Goal:
Please edit the items from the line that has "Where can the hut" through the line that has "<point>386,358</point>" by changing "green bush" to "leafy bush" and leaving everything else unchanged, then give back only those lines.

Given information:

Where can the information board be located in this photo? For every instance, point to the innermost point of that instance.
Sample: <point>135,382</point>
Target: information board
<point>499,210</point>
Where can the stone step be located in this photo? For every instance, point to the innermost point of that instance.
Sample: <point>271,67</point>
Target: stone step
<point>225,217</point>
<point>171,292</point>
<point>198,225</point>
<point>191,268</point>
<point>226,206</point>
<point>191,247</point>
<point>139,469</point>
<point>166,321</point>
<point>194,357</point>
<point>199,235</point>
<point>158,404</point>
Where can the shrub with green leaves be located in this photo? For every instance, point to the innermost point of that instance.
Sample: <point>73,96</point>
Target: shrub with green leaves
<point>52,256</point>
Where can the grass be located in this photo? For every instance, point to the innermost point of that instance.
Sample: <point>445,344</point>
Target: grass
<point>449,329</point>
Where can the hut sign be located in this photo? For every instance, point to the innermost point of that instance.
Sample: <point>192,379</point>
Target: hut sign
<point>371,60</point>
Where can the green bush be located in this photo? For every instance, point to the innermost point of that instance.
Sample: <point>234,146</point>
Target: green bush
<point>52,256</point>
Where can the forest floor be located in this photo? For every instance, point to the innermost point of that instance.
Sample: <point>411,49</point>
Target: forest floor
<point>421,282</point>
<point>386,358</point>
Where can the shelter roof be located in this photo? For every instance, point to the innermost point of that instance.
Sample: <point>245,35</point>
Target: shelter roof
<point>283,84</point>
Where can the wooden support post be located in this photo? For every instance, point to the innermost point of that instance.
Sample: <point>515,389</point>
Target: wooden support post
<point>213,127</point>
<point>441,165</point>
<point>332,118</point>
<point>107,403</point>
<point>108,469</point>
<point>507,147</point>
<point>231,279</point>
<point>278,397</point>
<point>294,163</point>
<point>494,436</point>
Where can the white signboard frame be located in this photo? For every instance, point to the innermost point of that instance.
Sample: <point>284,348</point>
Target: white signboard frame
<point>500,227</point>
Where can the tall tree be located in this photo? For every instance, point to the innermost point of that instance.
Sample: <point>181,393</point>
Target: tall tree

Finished task:
Where can the hut sign be located in this photo? For every instance, point to the innermost point of that instance.
Sample: <point>192,379</point>
Target: hut sign
<point>371,60</point>
Where can the leafy bush be located in this photo? For every instance, point to the innermost point of that instance.
Sample: <point>234,146</point>
Target: leafy bush
<point>52,256</point>
Where can the forest floor be located in this photo? For every instance, point to the innermost point of that instance.
Sample: <point>411,49</point>
Target: forest floor
<point>421,282</point>
<point>386,358</point>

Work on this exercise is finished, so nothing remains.